__Work to complete__
Output the data that follows exactly, line for line.

_ _ _ _ _

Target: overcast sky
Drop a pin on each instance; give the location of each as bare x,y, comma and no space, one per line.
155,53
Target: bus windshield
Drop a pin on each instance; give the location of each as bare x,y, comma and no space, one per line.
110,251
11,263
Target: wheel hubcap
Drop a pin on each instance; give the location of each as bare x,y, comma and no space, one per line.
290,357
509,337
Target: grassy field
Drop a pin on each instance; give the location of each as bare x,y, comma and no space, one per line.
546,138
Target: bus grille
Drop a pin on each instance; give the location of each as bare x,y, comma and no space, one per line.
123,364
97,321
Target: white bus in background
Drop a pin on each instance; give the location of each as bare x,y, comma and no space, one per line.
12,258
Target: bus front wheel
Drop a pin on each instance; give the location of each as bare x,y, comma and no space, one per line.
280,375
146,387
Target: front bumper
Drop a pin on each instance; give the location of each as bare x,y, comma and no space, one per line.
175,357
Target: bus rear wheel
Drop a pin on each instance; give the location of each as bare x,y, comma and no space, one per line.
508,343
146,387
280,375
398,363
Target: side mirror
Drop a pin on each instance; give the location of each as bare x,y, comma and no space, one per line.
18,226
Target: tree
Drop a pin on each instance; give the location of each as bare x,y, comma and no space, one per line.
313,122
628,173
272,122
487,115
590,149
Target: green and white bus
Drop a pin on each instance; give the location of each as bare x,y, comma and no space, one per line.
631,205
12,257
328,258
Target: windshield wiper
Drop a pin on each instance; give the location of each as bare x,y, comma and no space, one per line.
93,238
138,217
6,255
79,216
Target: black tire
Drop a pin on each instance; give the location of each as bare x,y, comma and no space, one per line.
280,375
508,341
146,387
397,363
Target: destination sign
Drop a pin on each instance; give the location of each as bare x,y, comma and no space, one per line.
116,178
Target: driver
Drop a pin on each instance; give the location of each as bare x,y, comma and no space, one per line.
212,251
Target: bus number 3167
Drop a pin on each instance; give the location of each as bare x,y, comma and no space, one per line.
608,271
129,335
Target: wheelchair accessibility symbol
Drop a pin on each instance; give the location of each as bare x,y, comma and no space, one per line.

_ _ _ _ _

__Answer to this task__
Target: overcast sky
Drop a pin on each instance; give the location of each as bare x,y, comma and no space, one per line.
155,53
Target: bus windshield
Drop a pin on each instance; give the location of each as bare x,y, comma and no space, one per line.
110,251
11,263
Target: wheel hubcap
Drop a pin on each instance; give the location of each as bare x,y, comma and no space, one per line.
290,357
509,337
Target: grassy field
Drop a pin on each instance; give the location of each as bare x,y, comma and no space, one per line.
546,138
Target: bus grille
Drop a pin on each instance; give the location of each as bare x,y, comma and no space, one per line.
123,364
97,321
Target: white bus in background
Drop a pin on each instance; give the location of each as bare x,y, comma and no space, one per line.
12,258
Target: bus front wheel
Drop a pin on each instance; give the location of each as bare x,y, comma and no space, one per line.
280,375
146,387
Target: front bumper
Drop a pin on each instance; give the location of each as bare x,y, comma and no space, one per line.
175,357
Target: bus rear wheel
Drop a pin on each instance; give the location of each as bare x,y, comma and no space, one per line.
508,343
146,387
280,375
398,363
Target: side mirror
Drop a pin on each instance; give the location of each as bare x,y, comma and no space, one per line.
18,226
Target: tree
Drop a pin on each instance; give the location of each as bare x,y, comma and no space, one per line.
313,122
628,173
272,122
487,115
590,149
Target: green and white bus
Drop a pin on each instance; give the location of each as bare x,y, comma and no space, one per line.
631,205
12,257
328,258
Target: windshield wiper
Drop a pin on each instance; give the location of each as bare x,y, comma and no space, one per line.
93,238
138,217
6,255
79,216
Target: black tire
Drop a pin on each instance; give the location of each as bare x,y, comma and no space, one per line.
280,375
508,341
146,387
397,363
Target: destination sign
Drop a pin on each instance; give the location of each as bare x,y, comma and no space, one per line.
116,178
Target: driver
Drop a pin on each instance; give the location of each as bare x,y, comma and no space, one per line.
212,251
Target: bus number 3167
Drop a pin on each instance; give the location of each as bare x,y, comma and no space, one per line.
608,271
129,335
Target: wheelchair accessibility symbol
Drop a pin on each instance; give the location of each as bare x,y, comma and no space, one per line.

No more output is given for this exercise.